** Material provided follows **

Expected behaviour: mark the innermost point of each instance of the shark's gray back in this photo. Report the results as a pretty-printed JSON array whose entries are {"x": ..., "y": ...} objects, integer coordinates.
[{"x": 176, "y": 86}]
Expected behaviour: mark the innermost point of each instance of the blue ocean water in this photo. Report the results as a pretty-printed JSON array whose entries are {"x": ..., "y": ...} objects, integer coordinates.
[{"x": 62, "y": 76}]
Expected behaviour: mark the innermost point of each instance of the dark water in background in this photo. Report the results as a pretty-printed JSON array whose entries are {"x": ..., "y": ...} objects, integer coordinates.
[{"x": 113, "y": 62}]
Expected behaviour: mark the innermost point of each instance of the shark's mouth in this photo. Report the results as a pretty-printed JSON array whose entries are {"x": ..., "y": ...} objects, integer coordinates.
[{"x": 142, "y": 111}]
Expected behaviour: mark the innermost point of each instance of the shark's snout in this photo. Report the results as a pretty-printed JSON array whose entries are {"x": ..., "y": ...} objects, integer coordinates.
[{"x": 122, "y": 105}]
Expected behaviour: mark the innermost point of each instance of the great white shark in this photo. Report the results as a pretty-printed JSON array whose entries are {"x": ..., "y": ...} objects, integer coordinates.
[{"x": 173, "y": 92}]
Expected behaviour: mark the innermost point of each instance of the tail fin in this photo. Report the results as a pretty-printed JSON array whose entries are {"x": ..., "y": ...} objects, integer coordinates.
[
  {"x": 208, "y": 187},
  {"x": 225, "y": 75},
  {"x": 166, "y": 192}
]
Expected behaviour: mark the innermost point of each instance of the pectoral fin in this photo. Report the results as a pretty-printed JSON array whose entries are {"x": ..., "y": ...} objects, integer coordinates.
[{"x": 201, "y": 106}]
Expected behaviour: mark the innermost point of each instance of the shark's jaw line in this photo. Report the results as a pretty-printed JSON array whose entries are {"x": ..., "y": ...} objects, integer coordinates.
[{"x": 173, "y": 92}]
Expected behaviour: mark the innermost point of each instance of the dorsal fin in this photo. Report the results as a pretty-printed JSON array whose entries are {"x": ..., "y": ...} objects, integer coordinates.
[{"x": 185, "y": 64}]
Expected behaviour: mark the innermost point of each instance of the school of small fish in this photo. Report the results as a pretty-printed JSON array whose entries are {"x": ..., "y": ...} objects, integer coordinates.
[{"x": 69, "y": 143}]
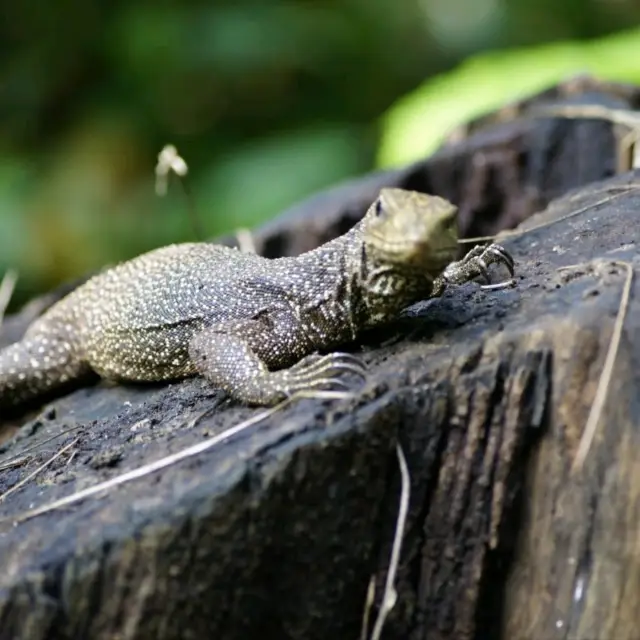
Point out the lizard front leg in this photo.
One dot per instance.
(245, 358)
(41, 362)
(475, 263)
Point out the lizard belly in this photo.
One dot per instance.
(150, 355)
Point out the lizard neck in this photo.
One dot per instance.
(384, 289)
(362, 291)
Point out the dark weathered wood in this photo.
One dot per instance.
(276, 533)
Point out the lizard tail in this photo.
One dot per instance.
(36, 366)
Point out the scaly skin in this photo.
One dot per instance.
(250, 325)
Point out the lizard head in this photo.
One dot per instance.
(411, 229)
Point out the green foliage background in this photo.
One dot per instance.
(267, 100)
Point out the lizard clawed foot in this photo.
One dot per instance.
(476, 263)
(320, 372)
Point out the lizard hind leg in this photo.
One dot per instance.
(37, 365)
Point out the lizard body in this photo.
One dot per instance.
(250, 325)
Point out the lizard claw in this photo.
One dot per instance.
(320, 372)
(477, 262)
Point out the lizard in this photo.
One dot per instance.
(260, 329)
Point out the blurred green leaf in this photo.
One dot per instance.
(418, 122)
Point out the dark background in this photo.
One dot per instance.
(267, 101)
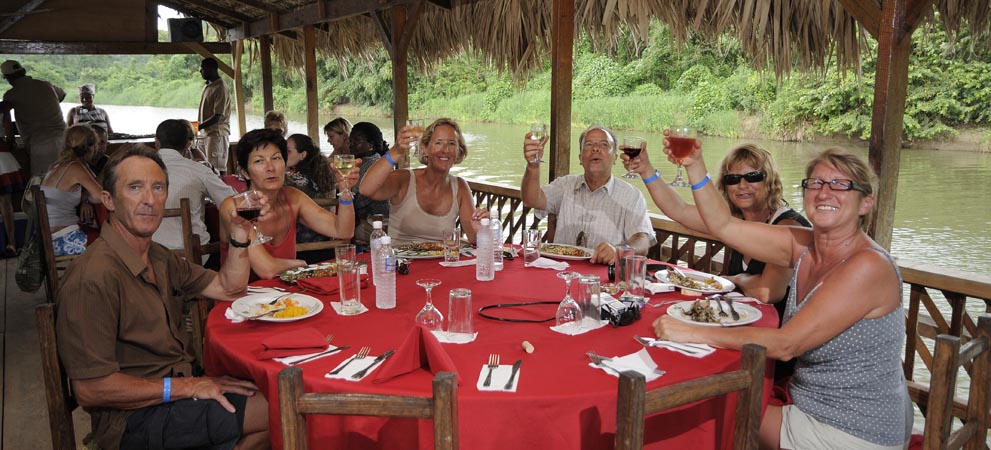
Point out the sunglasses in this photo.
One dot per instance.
(731, 179)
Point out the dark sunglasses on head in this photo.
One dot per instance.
(734, 178)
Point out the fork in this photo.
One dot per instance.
(360, 355)
(493, 363)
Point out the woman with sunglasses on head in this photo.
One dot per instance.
(843, 320)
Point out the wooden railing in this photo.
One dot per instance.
(929, 286)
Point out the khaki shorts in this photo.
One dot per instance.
(802, 431)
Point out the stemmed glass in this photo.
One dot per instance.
(429, 316)
(569, 311)
(248, 204)
(681, 140)
(417, 125)
(632, 146)
(537, 132)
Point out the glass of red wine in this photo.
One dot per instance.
(249, 207)
(631, 146)
(681, 140)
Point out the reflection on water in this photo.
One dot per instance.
(943, 211)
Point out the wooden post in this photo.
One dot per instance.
(562, 44)
(310, 72)
(265, 48)
(899, 19)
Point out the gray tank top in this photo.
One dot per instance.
(854, 382)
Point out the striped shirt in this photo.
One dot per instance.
(611, 214)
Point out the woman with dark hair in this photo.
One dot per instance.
(261, 157)
(366, 143)
(63, 186)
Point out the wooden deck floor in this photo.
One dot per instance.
(25, 411)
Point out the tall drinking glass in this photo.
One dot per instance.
(350, 279)
(249, 207)
(682, 140)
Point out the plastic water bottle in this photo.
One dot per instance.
(496, 239)
(385, 292)
(375, 242)
(484, 270)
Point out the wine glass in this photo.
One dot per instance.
(681, 140)
(417, 125)
(537, 132)
(344, 163)
(248, 204)
(631, 146)
(429, 316)
(569, 311)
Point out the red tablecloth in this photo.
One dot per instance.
(561, 402)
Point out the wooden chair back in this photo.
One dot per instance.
(635, 403)
(442, 407)
(949, 356)
(60, 400)
(53, 264)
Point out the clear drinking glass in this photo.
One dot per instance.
(632, 146)
(248, 204)
(537, 132)
(681, 140)
(531, 246)
(429, 316)
(568, 312)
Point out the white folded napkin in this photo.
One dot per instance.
(455, 338)
(500, 375)
(233, 316)
(287, 360)
(355, 367)
(547, 263)
(640, 362)
(338, 309)
(587, 324)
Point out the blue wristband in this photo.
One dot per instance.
(702, 183)
(652, 178)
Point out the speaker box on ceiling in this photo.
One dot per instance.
(185, 30)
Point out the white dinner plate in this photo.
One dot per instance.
(724, 284)
(748, 314)
(544, 252)
(250, 305)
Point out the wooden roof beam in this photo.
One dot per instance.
(106, 48)
(310, 14)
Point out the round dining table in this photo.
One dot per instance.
(560, 402)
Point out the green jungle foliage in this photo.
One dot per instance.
(641, 86)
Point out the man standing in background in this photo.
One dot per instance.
(38, 114)
(215, 115)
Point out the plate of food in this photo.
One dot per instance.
(706, 313)
(287, 307)
(421, 250)
(564, 251)
(696, 281)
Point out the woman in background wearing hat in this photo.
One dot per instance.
(86, 112)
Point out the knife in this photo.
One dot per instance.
(320, 355)
(378, 359)
(512, 376)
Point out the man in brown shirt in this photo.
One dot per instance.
(119, 319)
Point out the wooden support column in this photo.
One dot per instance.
(310, 72)
(265, 49)
(562, 47)
(899, 18)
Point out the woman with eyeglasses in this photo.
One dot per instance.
(843, 320)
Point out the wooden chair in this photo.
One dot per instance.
(53, 264)
(294, 403)
(60, 400)
(949, 356)
(634, 403)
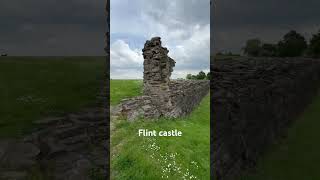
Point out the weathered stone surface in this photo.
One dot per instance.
(253, 102)
(162, 97)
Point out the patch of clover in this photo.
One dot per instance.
(168, 161)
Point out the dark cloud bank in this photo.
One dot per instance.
(236, 21)
(53, 27)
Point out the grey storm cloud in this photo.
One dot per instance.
(53, 27)
(236, 21)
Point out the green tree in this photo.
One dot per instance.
(252, 47)
(314, 47)
(293, 44)
(269, 50)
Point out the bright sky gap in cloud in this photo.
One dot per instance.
(183, 25)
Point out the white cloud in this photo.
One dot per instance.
(124, 60)
(184, 27)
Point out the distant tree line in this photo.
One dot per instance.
(200, 76)
(292, 44)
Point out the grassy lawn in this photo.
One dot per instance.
(36, 87)
(121, 89)
(185, 157)
(298, 156)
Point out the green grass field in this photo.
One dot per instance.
(135, 158)
(297, 157)
(35, 87)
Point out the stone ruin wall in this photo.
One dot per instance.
(254, 101)
(162, 97)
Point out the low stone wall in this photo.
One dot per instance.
(162, 97)
(183, 95)
(253, 102)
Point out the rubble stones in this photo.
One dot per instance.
(162, 97)
(254, 101)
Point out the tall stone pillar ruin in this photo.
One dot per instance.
(162, 97)
(158, 67)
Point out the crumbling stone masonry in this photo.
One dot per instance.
(253, 102)
(162, 97)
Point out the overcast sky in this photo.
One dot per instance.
(52, 27)
(183, 25)
(236, 21)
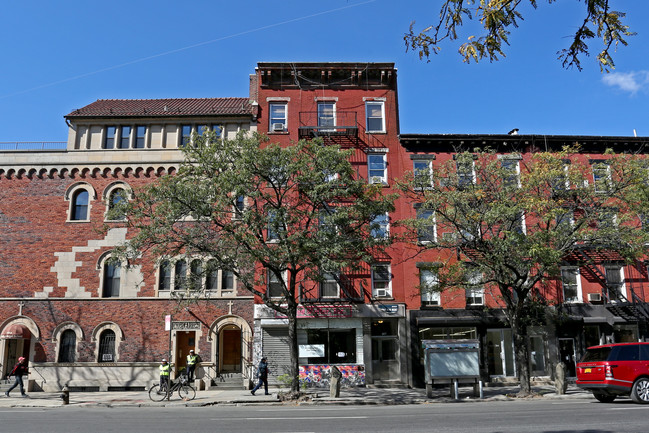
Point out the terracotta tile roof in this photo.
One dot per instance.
(165, 107)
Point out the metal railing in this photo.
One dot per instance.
(32, 145)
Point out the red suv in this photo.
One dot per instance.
(612, 370)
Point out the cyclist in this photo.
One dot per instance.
(165, 371)
(192, 360)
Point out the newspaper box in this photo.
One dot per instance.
(454, 362)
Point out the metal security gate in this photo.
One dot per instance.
(276, 348)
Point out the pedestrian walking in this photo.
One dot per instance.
(192, 361)
(19, 370)
(165, 371)
(262, 374)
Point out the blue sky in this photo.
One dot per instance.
(59, 56)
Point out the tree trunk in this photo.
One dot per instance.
(293, 348)
(521, 355)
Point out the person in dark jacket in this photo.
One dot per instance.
(19, 370)
(262, 373)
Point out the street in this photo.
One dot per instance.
(504, 416)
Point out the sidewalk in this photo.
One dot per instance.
(348, 396)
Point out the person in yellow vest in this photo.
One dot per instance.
(165, 371)
(192, 361)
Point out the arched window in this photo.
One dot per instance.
(111, 280)
(80, 205)
(181, 275)
(68, 346)
(106, 346)
(164, 278)
(116, 197)
(196, 270)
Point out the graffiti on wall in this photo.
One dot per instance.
(319, 376)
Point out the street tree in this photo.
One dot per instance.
(497, 18)
(508, 229)
(275, 217)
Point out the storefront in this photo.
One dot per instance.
(362, 341)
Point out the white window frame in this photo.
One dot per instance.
(383, 231)
(374, 178)
(429, 298)
(367, 117)
(576, 273)
(276, 120)
(381, 292)
(620, 269)
(432, 228)
(599, 180)
(327, 279)
(474, 280)
(420, 178)
(326, 128)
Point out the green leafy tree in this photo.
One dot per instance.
(273, 216)
(508, 229)
(498, 17)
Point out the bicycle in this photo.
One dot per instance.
(185, 390)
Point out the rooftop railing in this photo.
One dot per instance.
(32, 145)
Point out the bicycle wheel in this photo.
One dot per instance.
(156, 394)
(186, 392)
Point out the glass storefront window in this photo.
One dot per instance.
(339, 345)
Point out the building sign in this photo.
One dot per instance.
(185, 326)
(315, 311)
(311, 350)
(389, 308)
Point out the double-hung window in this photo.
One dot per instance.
(326, 116)
(375, 116)
(275, 285)
(380, 226)
(474, 289)
(570, 283)
(465, 172)
(277, 121)
(428, 282)
(377, 168)
(601, 176)
(329, 287)
(140, 136)
(422, 173)
(125, 137)
(425, 225)
(109, 139)
(381, 281)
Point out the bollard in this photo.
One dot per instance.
(65, 395)
(560, 382)
(334, 386)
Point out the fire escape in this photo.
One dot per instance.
(630, 308)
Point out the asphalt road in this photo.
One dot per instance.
(463, 417)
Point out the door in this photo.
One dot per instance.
(500, 352)
(230, 349)
(185, 341)
(567, 354)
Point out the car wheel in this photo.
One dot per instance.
(640, 390)
(604, 398)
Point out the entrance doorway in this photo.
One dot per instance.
(500, 352)
(185, 341)
(567, 355)
(230, 350)
(385, 350)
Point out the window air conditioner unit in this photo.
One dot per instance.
(594, 297)
(382, 293)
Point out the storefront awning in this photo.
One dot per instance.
(16, 331)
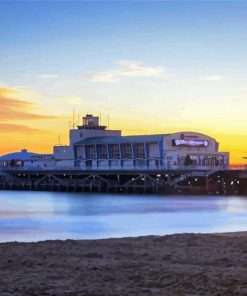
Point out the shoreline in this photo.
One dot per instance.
(177, 264)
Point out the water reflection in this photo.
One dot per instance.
(32, 216)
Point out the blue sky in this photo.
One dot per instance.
(154, 66)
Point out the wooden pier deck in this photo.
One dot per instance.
(138, 181)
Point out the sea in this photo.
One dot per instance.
(28, 216)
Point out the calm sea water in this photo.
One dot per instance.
(33, 216)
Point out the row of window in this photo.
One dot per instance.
(113, 151)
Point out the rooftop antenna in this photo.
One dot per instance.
(74, 118)
(78, 119)
(108, 121)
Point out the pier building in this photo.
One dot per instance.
(93, 146)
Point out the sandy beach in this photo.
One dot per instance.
(181, 264)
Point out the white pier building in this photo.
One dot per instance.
(94, 147)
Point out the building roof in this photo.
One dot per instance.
(22, 155)
(121, 139)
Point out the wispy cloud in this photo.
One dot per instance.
(214, 78)
(127, 68)
(134, 68)
(73, 100)
(111, 76)
(48, 76)
(15, 128)
(13, 109)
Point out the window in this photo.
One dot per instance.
(91, 152)
(127, 151)
(114, 151)
(140, 150)
(102, 150)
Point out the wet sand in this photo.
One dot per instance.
(181, 264)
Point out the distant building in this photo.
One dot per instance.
(26, 159)
(92, 146)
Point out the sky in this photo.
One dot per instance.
(153, 67)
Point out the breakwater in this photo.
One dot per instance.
(168, 181)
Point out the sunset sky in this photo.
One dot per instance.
(154, 67)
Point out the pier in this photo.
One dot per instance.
(139, 181)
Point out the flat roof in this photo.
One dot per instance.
(121, 139)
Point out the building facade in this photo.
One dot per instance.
(99, 148)
(94, 147)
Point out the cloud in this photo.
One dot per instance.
(214, 78)
(17, 109)
(48, 76)
(73, 100)
(127, 68)
(110, 76)
(15, 128)
(133, 68)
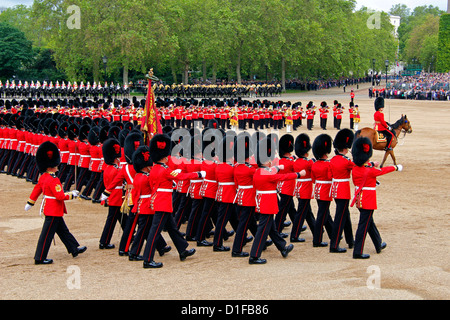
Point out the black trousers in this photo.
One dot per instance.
(342, 223)
(226, 213)
(70, 178)
(144, 223)
(114, 215)
(366, 225)
(207, 219)
(246, 221)
(51, 226)
(163, 220)
(194, 217)
(92, 183)
(285, 205)
(323, 220)
(266, 228)
(184, 208)
(17, 163)
(83, 177)
(304, 212)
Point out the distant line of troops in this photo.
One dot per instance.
(75, 90)
(152, 188)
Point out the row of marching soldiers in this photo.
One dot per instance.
(213, 178)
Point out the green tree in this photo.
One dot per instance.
(15, 50)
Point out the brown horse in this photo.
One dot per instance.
(402, 124)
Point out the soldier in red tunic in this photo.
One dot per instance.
(285, 188)
(113, 193)
(226, 192)
(265, 181)
(341, 168)
(245, 194)
(209, 186)
(303, 188)
(53, 207)
(95, 151)
(380, 124)
(142, 164)
(162, 177)
(365, 180)
(321, 176)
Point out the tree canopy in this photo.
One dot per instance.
(182, 40)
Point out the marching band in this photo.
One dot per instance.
(98, 144)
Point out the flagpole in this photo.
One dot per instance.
(151, 124)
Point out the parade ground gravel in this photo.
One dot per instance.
(413, 218)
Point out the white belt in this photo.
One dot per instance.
(341, 180)
(323, 182)
(266, 192)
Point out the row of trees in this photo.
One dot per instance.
(209, 39)
(418, 34)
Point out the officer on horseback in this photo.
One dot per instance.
(380, 124)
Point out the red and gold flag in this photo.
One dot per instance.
(150, 121)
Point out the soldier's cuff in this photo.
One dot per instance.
(69, 194)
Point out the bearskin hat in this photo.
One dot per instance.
(264, 151)
(302, 144)
(113, 132)
(361, 150)
(344, 139)
(141, 158)
(122, 135)
(94, 136)
(84, 132)
(195, 142)
(226, 147)
(322, 145)
(213, 123)
(111, 150)
(20, 122)
(211, 139)
(132, 142)
(47, 156)
(160, 147)
(379, 103)
(72, 131)
(243, 148)
(286, 144)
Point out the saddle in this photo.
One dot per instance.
(381, 137)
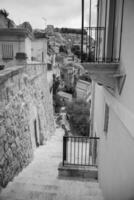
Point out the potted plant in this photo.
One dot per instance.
(21, 56)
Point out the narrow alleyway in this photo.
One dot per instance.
(39, 181)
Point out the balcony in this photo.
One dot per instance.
(101, 61)
(80, 157)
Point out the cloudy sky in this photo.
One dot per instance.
(60, 13)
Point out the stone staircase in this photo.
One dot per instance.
(40, 181)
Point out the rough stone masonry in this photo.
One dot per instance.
(26, 117)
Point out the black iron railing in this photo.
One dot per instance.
(95, 47)
(81, 151)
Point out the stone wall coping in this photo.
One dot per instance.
(11, 71)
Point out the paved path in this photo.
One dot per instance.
(39, 181)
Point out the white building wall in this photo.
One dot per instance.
(28, 48)
(116, 150)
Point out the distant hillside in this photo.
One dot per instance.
(64, 36)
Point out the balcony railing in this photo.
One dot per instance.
(94, 46)
(81, 151)
(100, 58)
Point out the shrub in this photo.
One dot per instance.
(78, 113)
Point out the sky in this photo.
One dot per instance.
(60, 13)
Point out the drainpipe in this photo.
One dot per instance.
(82, 30)
(92, 110)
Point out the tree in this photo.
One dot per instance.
(78, 113)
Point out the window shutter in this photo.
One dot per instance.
(7, 51)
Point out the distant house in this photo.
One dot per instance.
(65, 96)
(67, 74)
(15, 46)
(83, 90)
(39, 46)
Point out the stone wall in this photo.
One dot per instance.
(26, 117)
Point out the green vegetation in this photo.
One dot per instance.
(78, 113)
(4, 13)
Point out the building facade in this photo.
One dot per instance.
(113, 107)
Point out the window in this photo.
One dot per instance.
(106, 119)
(7, 51)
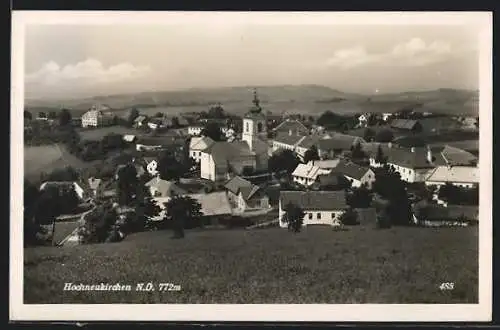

** End of Material provided **

Task details: Locate the word "bicycle" in the entries, and copy every line where it is found.

Answer to this problem:
Point out the bicycle in this photo.
Point out the bicycle wheel in this photo.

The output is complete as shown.